- Your goal
Set down the data that follows, exactly and completely.

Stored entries
▬▬▬▬▬▬▬▬▬▬

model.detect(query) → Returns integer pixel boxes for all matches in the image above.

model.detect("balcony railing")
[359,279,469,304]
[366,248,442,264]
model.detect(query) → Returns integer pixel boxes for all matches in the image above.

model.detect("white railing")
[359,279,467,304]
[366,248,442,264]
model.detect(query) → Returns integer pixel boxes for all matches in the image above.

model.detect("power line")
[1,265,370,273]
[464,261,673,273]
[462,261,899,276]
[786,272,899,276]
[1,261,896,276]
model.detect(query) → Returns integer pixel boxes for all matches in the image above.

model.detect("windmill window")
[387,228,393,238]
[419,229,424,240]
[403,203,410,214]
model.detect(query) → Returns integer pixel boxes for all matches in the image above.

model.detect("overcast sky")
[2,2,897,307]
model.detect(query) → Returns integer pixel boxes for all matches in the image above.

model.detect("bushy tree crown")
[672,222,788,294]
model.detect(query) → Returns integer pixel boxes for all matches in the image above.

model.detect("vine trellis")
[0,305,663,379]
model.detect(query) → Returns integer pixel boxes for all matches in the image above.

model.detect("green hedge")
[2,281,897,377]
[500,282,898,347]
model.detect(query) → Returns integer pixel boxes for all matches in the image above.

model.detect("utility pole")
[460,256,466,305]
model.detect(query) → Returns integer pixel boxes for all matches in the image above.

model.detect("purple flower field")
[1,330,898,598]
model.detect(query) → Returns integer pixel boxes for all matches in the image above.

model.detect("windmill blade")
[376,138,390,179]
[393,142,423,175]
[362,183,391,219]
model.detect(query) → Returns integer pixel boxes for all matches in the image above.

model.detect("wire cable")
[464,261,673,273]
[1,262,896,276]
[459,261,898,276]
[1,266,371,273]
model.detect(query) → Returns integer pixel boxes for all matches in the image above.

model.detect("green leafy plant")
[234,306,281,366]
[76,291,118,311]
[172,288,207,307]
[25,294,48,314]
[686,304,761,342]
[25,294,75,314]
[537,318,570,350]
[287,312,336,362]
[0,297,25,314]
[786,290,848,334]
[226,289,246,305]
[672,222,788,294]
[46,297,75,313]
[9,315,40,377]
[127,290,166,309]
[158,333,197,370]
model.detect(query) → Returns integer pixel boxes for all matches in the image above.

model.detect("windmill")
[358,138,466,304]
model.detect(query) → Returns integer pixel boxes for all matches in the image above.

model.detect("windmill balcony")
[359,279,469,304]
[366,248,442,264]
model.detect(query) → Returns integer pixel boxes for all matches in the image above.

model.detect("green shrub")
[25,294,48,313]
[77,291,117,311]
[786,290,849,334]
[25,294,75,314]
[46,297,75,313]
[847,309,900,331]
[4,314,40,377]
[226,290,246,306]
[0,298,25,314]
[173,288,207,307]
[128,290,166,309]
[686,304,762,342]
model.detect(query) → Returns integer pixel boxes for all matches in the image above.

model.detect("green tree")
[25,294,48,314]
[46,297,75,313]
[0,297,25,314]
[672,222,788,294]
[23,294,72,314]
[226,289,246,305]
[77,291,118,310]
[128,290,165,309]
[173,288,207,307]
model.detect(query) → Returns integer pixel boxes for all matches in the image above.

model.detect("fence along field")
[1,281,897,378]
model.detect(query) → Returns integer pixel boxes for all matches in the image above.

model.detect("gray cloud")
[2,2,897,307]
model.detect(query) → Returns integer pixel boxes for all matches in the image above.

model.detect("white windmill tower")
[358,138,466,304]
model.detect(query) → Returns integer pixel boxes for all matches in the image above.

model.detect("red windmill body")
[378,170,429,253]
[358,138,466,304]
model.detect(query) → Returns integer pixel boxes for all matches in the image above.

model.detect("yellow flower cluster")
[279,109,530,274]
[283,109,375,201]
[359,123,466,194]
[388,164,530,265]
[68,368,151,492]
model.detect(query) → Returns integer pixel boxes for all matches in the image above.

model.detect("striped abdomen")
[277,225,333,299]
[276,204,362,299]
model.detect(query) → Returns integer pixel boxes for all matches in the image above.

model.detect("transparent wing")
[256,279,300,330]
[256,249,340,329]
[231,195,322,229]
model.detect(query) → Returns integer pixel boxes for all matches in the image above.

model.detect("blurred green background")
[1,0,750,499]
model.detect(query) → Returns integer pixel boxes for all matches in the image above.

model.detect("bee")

▬▬▬▬▬▬▬▬▬▬

- Answer for the task
model.detect(query) → Returns integer pixel boxes for all matches in the image above.

model.detect("balcony railing")
[359,279,469,304]
[366,248,442,264]
model.detect(query) → Returns integer pixel boxes for all matches in the image above.

model.detect("white railing")
[359,279,467,304]
[366,248,442,264]
model.detect(query) → Returns integer pixel boxes for all matches in the image above.

model.detect("power line")
[1,265,370,273]
[464,261,673,273]
[462,261,899,276]
[786,272,899,276]
[1,261,896,276]
model.detect(query) → Returns integer pixel boxes for all matches in the image above.

model.detect("windmill window")
[387,228,393,238]
[419,229,424,240]
[403,203,410,214]
model.detect(query) → Returns integer pixel boxes for all matches in the image above.

model.detect("overcast sky")
[2,2,897,307]
model.detect(query) → Returns integer pixel boxes for all matches in the image above.

model.detect("bushy tree crown")
[672,222,788,294]
model.detect(query) → Returns integer pixel boxes for all matches in the image above.

model.detect("vine trellis")
[0,305,663,379]
model.detect(query) → Returns integer pixel boxes for all matches in the image above.

model.detect("green hedge")
[2,281,897,377]
[500,282,898,347]
model.detect(query) → Returns integer pixel boxes for all matches in the image above.

model.detect("utility pole")
[460,256,466,305]
model.detect(query) → Returns integer pixel boxes for all matches in the image above.

model.detect("purple flower field")
[1,330,898,598]
model.detect(query) → Returns integer pixel boxes for all matches in the image above.

model.detect("windmill blade")
[376,138,390,179]
[393,142,423,175]
[362,183,391,219]
model.detect(query) → Returns integer pixel boxes for all matches in the image above.

model.detect("wire cable")
[464,261,673,273]
[1,262,896,276]
[459,261,898,276]
[1,266,371,273]
model.detect(query) → Returns integer pixel boxes for all matches in the image above.

model.detect("green leafy plant")
[234,306,281,366]
[76,291,118,311]
[172,288,207,307]
[25,294,48,314]
[686,304,761,342]
[25,294,75,314]
[537,318,570,350]
[287,312,336,362]
[0,297,25,314]
[786,290,848,334]
[226,289,246,305]
[672,222,788,294]
[46,297,75,313]
[9,315,40,377]
[127,290,166,309]
[158,333,197,370]
model.detect(query) → Returns integer pixel boxes for all matches in the image above.

model.detect("windmill")
[358,138,466,304]
model.detect(query) → Returns integer pixel boxes for all matches in the image above.

model.detect("windmill balcony")
[359,279,469,304]
[366,248,442,264]
model.detect(query) → Returns integer pixel boxes for all matches in the image above.

model.detect("green shrub")
[25,294,48,313]
[77,291,117,311]
[786,290,849,334]
[25,294,75,314]
[46,297,75,313]
[847,309,900,331]
[4,314,40,377]
[226,290,246,306]
[0,298,25,314]
[173,288,207,307]
[128,290,166,309]
[686,304,762,342]
model.detect(query) → Returns integer pixel boxes for all matches in the image above.

model.detect("green tree")
[25,294,48,314]
[46,297,75,313]
[0,297,25,314]
[672,222,788,294]
[23,294,72,314]
[226,289,246,305]
[77,291,118,310]
[128,290,165,309]
[173,288,207,307]
model.detect(query) → Returns integer pixel boxes for all matches in the image above.

model.detect("fence along field")
[1,281,897,378]
model.detect(query) → Returns integer pixel boxes for all matches in the image above.

model.detect("gray cloud")
[2,2,897,307]
model.detect(query) → Returns integer pixel boxes for all matches in the image above.

model.detect("white windmill tower")
[358,138,466,304]
model.detect(query) → Returns integer pixel boxes for all matches in the image above.

model.detect("red windmill body")
[378,170,429,253]
[358,138,466,304]
model.detect(query) → Returns integer pixel boxes for all matches in the image above.

model.detect("yellow flower cluster")
[279,109,530,274]
[283,109,375,201]
[359,123,466,194]
[388,164,530,265]
[68,368,151,492]
model.detect(query) → Returns integer pixel boxes for all matches in the image above.

model.detect("striped abdomen")
[277,225,333,299]
[276,204,362,299]
model.detect(query) → Returns integer pixel boxes for all matches in the image above.

model.detect("transparent wing")
[256,279,300,330]
[256,249,340,329]
[231,195,322,229]
model.detect(query) → Returns integer pixel boxes for all matches in the image above.

model.detect("blurred green background")
[1,0,750,499]
model.detect(query) → Returns integer pixel boxes for all matches in the image above.

model.detect("bee")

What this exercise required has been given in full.